[Records from a data collection]
Content starts
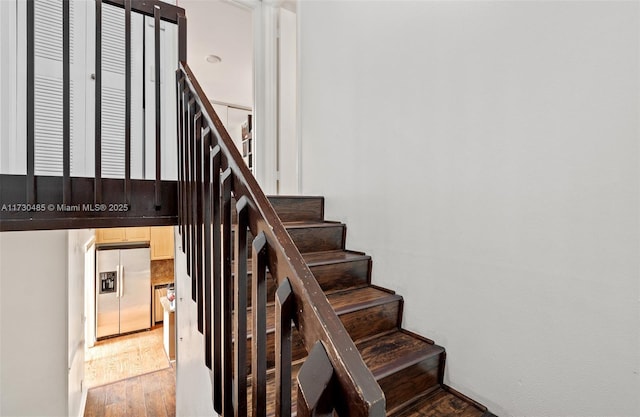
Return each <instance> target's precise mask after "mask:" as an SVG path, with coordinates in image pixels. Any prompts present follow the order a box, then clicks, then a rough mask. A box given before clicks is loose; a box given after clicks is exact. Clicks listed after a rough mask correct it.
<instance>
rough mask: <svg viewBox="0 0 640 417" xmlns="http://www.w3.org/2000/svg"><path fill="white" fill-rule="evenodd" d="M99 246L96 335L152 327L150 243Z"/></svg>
mask: <svg viewBox="0 0 640 417" xmlns="http://www.w3.org/2000/svg"><path fill="white" fill-rule="evenodd" d="M140 246H141V245H134V246H128V247H126V246H125V247H122V246H120V247H118V246H114V245H103V246H100V247H97V248H96V310H97V311H96V313H97V314H96V337H98V338H102V337H106V336H113V335H118V334H123V333H129V332H133V331H136V330H143V329H148V328H150V327H151V256H150V252H149V246H148V245H146V246H143V247H140Z"/></svg>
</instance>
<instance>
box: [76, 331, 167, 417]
mask: <svg viewBox="0 0 640 417" xmlns="http://www.w3.org/2000/svg"><path fill="white" fill-rule="evenodd" d="M162 343H163V342H162V326H160V327H158V328H155V329H153V330H150V331H147V332H140V333H134V334H131V335H127V336H121V337H116V338H112V339H106V340H102V341H99V342H98V343H96V345H95V346H94V347H92V348H89V349H88V352H87V354H86V362H85V384H86V386H87V387H89V391H88V393H87V403H86V406H85V410H84V417H115V416H117V417H172V416H175V415H176V404H175V398H176V374H175V370H174V368H173V367H172V366H171V365H170V363H169V360H168V358H167V355H166V354H165V352H164V348H163V344H162Z"/></svg>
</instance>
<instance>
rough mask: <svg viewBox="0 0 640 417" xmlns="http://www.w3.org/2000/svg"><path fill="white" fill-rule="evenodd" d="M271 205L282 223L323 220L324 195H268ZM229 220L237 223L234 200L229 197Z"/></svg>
mask: <svg viewBox="0 0 640 417" xmlns="http://www.w3.org/2000/svg"><path fill="white" fill-rule="evenodd" d="M267 198H268V199H269V202H270V203H271V206H272V207H273V209H274V210H275V211H276V214H277V215H278V217H279V218H280V221H282V222H283V223H287V222H322V221H323V220H324V197H306V196H269V197H267ZM231 207H232V212H231V216H232V217H231V222H232V223H233V224H236V223H237V211H236V200H235V199H234V198H232V199H231Z"/></svg>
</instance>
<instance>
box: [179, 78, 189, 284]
mask: <svg viewBox="0 0 640 417" xmlns="http://www.w3.org/2000/svg"><path fill="white" fill-rule="evenodd" d="M180 96H181V97H182V119H181V121H182V129H181V132H180V154H181V158H180V160H181V161H182V162H181V175H182V178H181V180H180V187H181V189H182V198H181V201H180V209H181V210H182V222H181V223H180V224H181V229H182V233H181V235H182V252H183V253H185V254H186V253H187V252H186V251H187V233H188V232H187V212H188V210H187V191H188V190H187V144H186V140H187V137H188V133H187V132H188V126H187V124H188V114H189V88H188V87H187V83H186V81H185V83H184V86H183V90H182V92H181V95H180ZM187 259H189V256H187ZM188 264H189V262H187V265H188ZM187 273H189V271H187Z"/></svg>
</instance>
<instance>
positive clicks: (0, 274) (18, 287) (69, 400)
mask: <svg viewBox="0 0 640 417" xmlns="http://www.w3.org/2000/svg"><path fill="white" fill-rule="evenodd" d="M91 235H92V233H91V231H88V230H73V231H66V230H56V231H37V232H2V233H0V392H1V393H2V395H1V396H0V415H2V416H40V417H42V416H63V415H64V416H78V415H82V411H81V408H82V404H83V396H84V395H85V394H86V391H83V387H82V380H83V379H84V324H83V323H84V295H83V291H84V287H83V280H84V244H85V242H86V241H87V240H89V239H90V238H91Z"/></svg>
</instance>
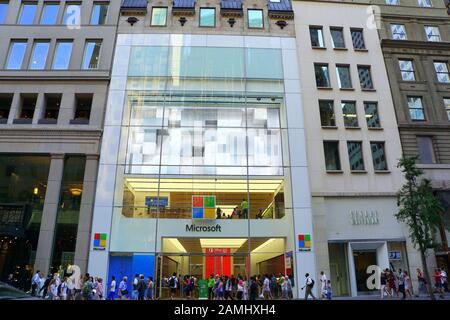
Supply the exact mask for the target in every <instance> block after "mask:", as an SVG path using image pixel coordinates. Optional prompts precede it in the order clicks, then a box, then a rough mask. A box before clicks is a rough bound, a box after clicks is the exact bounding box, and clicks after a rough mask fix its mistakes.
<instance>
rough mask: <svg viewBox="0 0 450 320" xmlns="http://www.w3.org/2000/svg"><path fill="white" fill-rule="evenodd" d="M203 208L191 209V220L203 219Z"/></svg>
mask: <svg viewBox="0 0 450 320" xmlns="http://www.w3.org/2000/svg"><path fill="white" fill-rule="evenodd" d="M203 210H204V209H203V208H192V218H193V219H203V217H204V212H203Z"/></svg>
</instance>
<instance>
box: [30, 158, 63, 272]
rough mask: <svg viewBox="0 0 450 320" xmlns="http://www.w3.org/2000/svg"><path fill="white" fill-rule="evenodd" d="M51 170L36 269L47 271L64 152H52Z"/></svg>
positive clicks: (56, 210) (52, 233) (43, 218)
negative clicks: (61, 152) (54, 152)
mask: <svg viewBox="0 0 450 320" xmlns="http://www.w3.org/2000/svg"><path fill="white" fill-rule="evenodd" d="M51 157H52V159H51V162H50V171H49V175H48V181H47V191H46V192H45V202H44V209H43V211H42V219H41V227H40V231H39V240H38V246H37V252H36V261H35V263H34V268H35V270H38V269H39V270H41V271H42V272H44V273H46V272H48V271H49V269H50V262H51V261H50V259H51V255H52V247H53V239H54V236H55V228H56V218H57V214H58V207H59V197H60V192H61V181H62V177H63V169H64V154H52V155H51Z"/></svg>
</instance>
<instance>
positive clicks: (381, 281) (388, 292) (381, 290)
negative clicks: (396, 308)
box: [380, 269, 390, 299]
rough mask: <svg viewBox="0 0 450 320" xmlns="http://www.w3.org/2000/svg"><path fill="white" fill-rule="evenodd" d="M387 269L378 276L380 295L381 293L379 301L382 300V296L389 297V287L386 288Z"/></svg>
mask: <svg viewBox="0 0 450 320" xmlns="http://www.w3.org/2000/svg"><path fill="white" fill-rule="evenodd" d="M387 271H388V270H387V269H385V270H383V271H382V272H381V275H380V293H381V299H384V296H385V295H386V296H387V295H390V293H389V287H388V284H387V282H388V274H387Z"/></svg>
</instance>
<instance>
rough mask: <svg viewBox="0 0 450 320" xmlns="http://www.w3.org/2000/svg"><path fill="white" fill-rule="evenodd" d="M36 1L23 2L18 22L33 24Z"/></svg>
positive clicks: (21, 6)
mask: <svg viewBox="0 0 450 320" xmlns="http://www.w3.org/2000/svg"><path fill="white" fill-rule="evenodd" d="M36 9H37V2H23V3H22V6H21V8H20V15H19V21H18V24H33V23H34V16H35V15H36Z"/></svg>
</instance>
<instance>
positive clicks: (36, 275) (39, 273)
mask: <svg viewBox="0 0 450 320" xmlns="http://www.w3.org/2000/svg"><path fill="white" fill-rule="evenodd" d="M40 274H41V272H40V271H39V270H37V271H36V273H35V274H34V276H33V278H31V295H32V296H33V297H34V296H35V295H36V291H37V288H38V287H39V284H40V283H41V276H40Z"/></svg>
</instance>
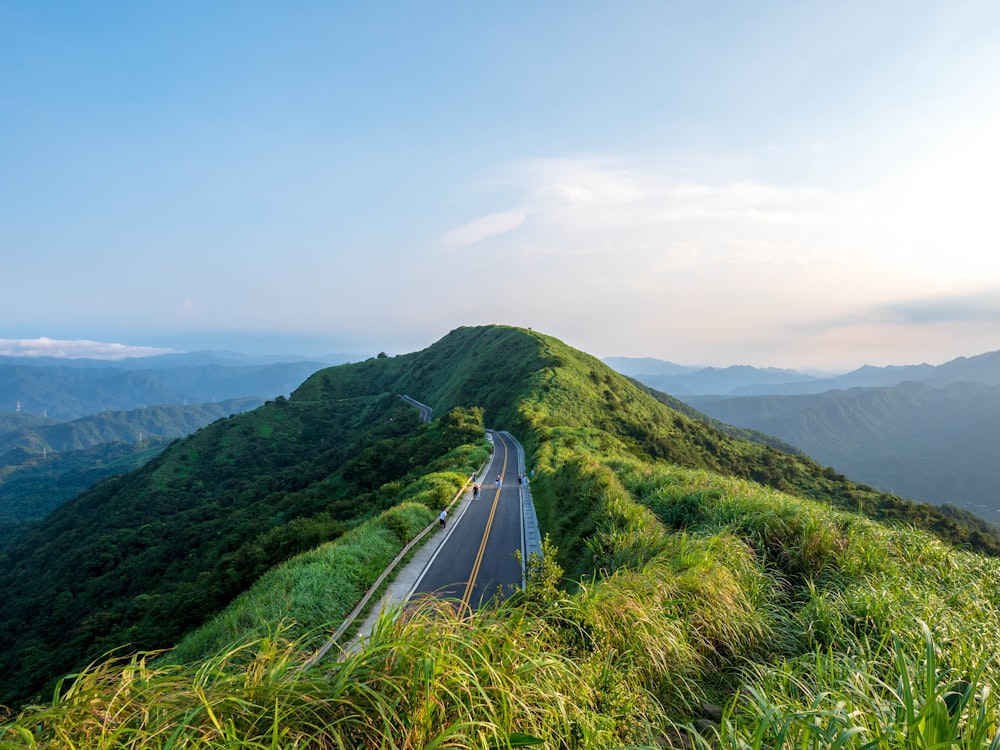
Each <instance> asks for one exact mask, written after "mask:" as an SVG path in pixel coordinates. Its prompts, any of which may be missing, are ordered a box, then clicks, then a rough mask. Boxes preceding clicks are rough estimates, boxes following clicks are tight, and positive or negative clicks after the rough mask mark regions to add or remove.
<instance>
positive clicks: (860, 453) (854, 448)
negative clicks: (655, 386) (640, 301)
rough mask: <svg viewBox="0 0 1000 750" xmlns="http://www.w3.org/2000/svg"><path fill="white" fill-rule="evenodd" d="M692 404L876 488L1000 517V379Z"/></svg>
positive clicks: (700, 400) (915, 385)
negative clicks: (760, 431) (999, 454)
mask: <svg viewBox="0 0 1000 750" xmlns="http://www.w3.org/2000/svg"><path fill="white" fill-rule="evenodd" d="M692 403H693V404H694V405H695V406H696V407H697V408H700V409H704V410H705V411H706V412H707V413H710V414H711V415H712V416H714V417H717V418H719V419H723V420H726V421H728V422H732V423H734V424H739V425H744V426H746V427H750V428H753V429H757V430H763V431H766V432H769V433H771V434H773V435H777V436H779V437H780V438H782V439H783V440H786V441H788V442H790V443H793V444H795V445H796V446H798V447H799V448H801V449H802V450H804V451H805V452H807V453H809V455H811V456H813V457H815V458H816V459H818V460H821V461H823V462H824V463H827V464H830V465H832V466H836V467H837V468H838V469H839V470H840V471H842V472H844V473H845V474H848V475H850V476H851V477H854V478H856V479H860V480H862V481H865V482H867V483H869V484H871V485H873V486H876V487H880V488H882V489H891V490H893V491H894V492H897V493H899V494H901V495H905V496H907V497H912V498H916V499H918V500H922V501H925V502H932V503H935V504H938V505H940V504H942V503H952V504H954V505H956V506H959V507H961V508H965V509H966V510H968V511H971V512H973V513H975V514H977V515H979V516H980V517H981V518H984V519H986V520H987V521H991V522H993V523H997V522H998V521H1000V489H998V488H1000V465H998V463H997V461H996V449H995V446H996V444H997V441H998V440H1000V387H998V386H995V385H982V384H979V383H969V382H964V383H952V384H948V385H946V386H943V387H932V386H930V385H927V384H923V383H904V384H902V385H898V386H895V387H893V388H852V389H849V390H837V391H829V392H827V393H822V394H817V395H809V396H752V397H741V398H726V399H704V400H702V399H699V400H695V401H692Z"/></svg>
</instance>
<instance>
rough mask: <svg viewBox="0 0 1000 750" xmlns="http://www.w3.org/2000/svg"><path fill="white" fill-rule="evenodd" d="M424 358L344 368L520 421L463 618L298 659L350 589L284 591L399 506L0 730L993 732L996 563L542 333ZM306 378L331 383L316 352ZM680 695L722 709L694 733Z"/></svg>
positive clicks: (518, 337) (416, 489) (310, 392)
Content ends
• **Task instructions**:
An exact copy of every line from the one containing "negative clicks: (760, 431) (999, 454)" through the last line of the entries is required; please add nothing.

• **Finished task**:
negative clicks: (760, 431) (999, 454)
mask: <svg viewBox="0 0 1000 750" xmlns="http://www.w3.org/2000/svg"><path fill="white" fill-rule="evenodd" d="M692 403H693V404H694V405H695V406H696V407H697V408H700V409H704V410H705V411H706V412H707V413H710V414H711V415H712V416H714V417H717V418H719V419H723V420H726V421H728V422H732V423H734V424H739V425H744V426H746V427H750V428H753V429H757V430H763V431H766V432H769V433H771V434H773V435H777V436H779V437H780V438H782V439H783V440H786V441H788V442H790V443H793V444H795V445H796V446H798V447H799V448H801V449H802V450H804V451H805V452H807V453H809V455H811V456H813V457H815V458H816V459H818V460H821V461H823V462H824V463H827V464H830V465H832V466H836V467H837V468H838V469H839V470H840V471H842V472H844V473H845V474H848V475H850V476H851V477H854V478H856V479H860V480H862V481H865V482H867V483H869V484H871V485H873V486H876V487H880V488H882V489H891V490H893V491H894V492H897V493H899V494H901V495H905V496H907V497H912V498H916V499H918V500H922V501H925V502H932V503H935V504H938V505H940V504H942V503H952V504H954V505H956V506H959V507H961V508H965V509H966V510H968V511H971V512H973V513H975V514H977V515H979V516H980V517H981V518H984V519H986V520H987V521H991V522H993V523H997V522H998V521H1000V489H998V488H1000V465H998V463H997V461H996V449H995V446H996V444H997V441H998V440H1000V387H998V386H995V385H982V384H979V383H969V382H964V383H952V384H948V385H946V386H943V387H932V386H930V385H927V384H923V383H904V384H902V385H898V386H895V387H893V388H852V389H849V390H837V391H829V392H827V393H822V394H817V395H809V396H752V397H741V398H726V399H704V400H702V399H699V400H695V401H692Z"/></svg>
</instance>
<instance>
rough mask: <svg viewBox="0 0 1000 750" xmlns="http://www.w3.org/2000/svg"><path fill="white" fill-rule="evenodd" d="M424 358L344 368L520 421L463 618L298 659L350 589L284 591L399 506L0 730L993 732L996 563L542 333ZM306 378L331 383L316 352ZM680 695L722 709L694 733Z"/></svg>
positive clicks: (518, 337) (416, 489) (310, 392)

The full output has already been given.